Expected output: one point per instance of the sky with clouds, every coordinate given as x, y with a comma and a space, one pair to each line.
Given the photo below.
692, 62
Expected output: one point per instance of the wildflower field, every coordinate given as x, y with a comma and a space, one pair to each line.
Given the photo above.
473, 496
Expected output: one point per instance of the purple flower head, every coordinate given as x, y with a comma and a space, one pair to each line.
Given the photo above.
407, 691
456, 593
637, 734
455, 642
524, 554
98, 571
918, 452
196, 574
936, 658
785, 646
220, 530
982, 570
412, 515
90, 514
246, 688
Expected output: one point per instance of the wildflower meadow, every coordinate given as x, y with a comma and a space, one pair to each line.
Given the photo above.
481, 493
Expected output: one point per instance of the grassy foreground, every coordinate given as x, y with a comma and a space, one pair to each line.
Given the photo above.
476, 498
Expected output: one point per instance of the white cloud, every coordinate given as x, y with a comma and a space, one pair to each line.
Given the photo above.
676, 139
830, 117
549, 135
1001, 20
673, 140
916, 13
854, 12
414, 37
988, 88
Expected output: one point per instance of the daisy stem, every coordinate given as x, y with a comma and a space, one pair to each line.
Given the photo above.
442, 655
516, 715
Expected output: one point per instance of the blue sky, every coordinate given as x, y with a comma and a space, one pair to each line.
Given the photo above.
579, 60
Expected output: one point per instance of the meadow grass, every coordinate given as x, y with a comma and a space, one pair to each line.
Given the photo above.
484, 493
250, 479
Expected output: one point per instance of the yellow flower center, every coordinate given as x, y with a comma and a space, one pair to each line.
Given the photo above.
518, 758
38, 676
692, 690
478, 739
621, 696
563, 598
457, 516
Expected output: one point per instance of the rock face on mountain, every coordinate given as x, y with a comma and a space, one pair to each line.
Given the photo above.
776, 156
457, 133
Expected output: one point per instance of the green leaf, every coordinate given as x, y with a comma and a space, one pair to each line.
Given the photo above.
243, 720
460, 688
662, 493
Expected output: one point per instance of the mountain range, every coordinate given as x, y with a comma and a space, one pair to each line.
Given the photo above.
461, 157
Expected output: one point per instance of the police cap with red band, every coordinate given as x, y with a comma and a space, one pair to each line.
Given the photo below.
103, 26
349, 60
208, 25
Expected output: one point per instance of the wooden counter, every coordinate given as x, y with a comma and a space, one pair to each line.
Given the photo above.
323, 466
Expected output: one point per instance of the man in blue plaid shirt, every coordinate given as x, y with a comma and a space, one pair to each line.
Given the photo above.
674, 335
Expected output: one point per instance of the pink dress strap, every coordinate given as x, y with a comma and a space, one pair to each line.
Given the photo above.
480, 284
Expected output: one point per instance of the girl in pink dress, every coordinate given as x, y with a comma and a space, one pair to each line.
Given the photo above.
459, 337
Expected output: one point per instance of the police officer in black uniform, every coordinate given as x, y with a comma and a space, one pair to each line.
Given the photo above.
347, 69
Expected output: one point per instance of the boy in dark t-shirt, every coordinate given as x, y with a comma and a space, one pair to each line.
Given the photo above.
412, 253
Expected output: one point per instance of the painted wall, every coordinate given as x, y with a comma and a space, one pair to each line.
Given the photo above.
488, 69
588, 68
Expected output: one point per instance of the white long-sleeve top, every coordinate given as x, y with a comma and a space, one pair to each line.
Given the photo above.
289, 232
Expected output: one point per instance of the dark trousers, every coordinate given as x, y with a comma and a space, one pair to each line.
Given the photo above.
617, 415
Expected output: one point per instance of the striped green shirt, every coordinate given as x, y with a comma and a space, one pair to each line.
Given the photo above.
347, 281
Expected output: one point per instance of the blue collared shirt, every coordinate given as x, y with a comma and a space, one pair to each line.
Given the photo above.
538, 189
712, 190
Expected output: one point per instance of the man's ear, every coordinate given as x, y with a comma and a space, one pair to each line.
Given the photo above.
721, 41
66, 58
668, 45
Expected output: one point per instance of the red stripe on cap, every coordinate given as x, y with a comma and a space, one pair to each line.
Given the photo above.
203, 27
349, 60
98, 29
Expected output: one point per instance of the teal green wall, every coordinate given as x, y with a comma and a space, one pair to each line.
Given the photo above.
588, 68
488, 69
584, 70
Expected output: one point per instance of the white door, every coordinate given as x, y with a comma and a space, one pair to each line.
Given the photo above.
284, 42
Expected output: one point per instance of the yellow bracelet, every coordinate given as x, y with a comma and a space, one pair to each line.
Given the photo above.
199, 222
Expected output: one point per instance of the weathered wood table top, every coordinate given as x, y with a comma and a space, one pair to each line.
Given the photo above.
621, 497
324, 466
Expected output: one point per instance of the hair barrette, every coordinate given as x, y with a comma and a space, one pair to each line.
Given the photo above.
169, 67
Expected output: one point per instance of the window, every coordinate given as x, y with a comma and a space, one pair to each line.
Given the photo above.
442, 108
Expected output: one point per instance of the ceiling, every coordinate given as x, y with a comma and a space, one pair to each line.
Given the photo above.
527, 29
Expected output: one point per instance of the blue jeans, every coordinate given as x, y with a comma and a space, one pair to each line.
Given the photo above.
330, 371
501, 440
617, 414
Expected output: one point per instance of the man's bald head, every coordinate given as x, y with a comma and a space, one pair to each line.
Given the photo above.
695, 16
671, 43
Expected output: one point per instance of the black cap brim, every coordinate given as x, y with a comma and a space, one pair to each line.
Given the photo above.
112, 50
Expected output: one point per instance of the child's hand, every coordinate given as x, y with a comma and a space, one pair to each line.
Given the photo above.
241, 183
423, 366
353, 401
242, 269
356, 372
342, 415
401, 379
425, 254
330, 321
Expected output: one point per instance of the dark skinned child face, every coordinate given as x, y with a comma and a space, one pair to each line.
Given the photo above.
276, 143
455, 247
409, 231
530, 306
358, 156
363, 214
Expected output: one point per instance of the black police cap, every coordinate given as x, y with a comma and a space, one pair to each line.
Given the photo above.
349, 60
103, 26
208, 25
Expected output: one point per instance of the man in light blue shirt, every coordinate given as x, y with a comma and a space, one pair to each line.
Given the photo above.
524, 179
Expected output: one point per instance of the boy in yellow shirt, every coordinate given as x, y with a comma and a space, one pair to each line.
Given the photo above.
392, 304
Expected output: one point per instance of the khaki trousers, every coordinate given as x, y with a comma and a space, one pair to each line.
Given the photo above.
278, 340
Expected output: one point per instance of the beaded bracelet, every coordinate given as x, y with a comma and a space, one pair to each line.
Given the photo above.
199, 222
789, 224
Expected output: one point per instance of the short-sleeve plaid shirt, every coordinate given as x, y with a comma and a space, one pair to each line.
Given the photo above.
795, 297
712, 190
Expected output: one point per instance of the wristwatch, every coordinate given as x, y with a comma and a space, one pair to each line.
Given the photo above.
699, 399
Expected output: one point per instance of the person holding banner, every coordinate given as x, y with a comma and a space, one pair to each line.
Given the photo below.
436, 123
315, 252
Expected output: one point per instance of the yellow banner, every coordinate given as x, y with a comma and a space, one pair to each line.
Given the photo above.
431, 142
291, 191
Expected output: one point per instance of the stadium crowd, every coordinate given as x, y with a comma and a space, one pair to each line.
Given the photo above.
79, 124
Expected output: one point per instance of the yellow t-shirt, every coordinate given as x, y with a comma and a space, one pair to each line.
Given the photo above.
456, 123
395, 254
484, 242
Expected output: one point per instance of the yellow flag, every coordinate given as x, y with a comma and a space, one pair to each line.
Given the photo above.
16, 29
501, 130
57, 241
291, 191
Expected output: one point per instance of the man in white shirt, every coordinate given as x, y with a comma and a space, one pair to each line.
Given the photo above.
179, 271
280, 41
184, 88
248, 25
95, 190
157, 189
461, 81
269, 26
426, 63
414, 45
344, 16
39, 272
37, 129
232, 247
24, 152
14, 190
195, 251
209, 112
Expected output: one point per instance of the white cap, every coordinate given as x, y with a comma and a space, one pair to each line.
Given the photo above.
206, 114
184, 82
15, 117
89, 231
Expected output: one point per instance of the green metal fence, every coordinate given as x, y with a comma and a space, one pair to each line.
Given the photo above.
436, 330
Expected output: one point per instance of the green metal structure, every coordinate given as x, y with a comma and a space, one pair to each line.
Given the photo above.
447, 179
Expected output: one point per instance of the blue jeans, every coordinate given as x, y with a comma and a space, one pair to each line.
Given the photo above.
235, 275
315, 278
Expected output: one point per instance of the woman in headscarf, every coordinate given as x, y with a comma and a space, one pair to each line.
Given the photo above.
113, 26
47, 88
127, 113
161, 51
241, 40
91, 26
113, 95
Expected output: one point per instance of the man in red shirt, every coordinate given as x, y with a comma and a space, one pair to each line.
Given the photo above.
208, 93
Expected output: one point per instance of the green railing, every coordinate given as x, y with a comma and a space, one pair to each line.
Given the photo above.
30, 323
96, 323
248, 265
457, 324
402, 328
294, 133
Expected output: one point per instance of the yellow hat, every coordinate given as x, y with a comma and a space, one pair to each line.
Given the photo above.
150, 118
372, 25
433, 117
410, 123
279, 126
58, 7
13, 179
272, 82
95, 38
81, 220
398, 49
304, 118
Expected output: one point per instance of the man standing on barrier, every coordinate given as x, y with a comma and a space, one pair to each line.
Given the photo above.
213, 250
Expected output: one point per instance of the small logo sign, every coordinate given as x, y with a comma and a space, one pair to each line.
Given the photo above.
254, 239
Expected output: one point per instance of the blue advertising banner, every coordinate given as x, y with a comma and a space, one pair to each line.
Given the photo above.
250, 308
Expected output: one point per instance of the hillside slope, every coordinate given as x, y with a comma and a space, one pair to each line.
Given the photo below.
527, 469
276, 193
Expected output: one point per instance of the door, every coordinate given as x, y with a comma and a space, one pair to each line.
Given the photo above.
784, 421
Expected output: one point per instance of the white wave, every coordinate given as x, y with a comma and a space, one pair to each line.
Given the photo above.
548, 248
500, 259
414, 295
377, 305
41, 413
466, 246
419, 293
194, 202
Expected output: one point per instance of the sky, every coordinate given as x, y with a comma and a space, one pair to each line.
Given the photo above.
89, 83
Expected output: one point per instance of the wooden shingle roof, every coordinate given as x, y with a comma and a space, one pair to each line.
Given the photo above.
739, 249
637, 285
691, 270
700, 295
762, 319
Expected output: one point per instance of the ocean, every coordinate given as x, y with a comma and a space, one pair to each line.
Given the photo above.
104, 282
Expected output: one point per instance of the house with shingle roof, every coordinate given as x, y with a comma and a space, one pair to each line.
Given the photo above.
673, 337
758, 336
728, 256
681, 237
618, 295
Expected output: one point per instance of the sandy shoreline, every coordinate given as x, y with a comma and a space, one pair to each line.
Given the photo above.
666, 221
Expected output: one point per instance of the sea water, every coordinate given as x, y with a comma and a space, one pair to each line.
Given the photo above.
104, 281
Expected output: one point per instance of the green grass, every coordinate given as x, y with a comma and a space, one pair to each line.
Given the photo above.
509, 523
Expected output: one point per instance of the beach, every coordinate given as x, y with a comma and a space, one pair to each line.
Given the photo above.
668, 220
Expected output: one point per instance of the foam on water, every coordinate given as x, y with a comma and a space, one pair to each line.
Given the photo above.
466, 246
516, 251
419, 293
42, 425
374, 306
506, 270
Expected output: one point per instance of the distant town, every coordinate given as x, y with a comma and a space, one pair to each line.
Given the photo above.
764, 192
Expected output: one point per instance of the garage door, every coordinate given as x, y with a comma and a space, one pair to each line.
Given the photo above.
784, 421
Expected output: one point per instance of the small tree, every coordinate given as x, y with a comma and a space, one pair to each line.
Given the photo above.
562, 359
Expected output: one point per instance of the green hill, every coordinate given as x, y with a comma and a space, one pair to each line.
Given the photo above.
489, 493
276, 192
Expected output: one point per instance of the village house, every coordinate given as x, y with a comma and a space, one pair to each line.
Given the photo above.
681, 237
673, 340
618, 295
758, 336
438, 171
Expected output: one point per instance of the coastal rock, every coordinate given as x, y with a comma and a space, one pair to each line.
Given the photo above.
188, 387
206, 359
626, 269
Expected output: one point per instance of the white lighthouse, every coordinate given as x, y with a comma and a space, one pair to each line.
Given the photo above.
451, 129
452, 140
-=-=-
◆ **EXERCISE**
Of all the lines above, count the ones that include the string "roof" and give the number alone.

◆ **SOLUTION TO THE EXERCISE**
2